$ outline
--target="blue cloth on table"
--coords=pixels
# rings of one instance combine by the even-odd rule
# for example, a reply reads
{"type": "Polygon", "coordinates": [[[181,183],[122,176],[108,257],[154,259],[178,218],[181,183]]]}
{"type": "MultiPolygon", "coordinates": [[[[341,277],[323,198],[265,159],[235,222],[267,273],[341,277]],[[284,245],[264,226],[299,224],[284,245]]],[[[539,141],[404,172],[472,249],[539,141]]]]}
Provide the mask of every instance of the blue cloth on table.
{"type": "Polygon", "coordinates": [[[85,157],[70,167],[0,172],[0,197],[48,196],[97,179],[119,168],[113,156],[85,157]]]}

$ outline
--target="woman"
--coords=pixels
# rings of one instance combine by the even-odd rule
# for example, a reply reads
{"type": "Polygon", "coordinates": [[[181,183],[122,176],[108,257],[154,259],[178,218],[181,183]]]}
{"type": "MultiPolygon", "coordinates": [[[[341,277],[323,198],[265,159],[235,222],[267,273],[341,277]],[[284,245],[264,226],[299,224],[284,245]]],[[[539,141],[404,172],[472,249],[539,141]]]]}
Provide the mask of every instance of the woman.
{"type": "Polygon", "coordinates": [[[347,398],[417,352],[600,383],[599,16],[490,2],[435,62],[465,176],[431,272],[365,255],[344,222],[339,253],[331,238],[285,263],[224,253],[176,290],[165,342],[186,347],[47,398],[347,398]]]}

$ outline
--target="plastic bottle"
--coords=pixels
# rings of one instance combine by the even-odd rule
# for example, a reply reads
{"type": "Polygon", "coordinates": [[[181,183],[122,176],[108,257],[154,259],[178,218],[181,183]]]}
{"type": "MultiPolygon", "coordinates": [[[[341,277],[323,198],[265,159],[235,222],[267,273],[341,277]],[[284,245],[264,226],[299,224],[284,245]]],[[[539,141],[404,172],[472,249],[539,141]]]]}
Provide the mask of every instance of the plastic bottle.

|---|

## YOUR OBJECTIVE
In the entries above, find every line with the word "bottle" and list it.

## TASK RESULT
--target="plastic bottle"
Provide the mask of every instance of the plastic bottle.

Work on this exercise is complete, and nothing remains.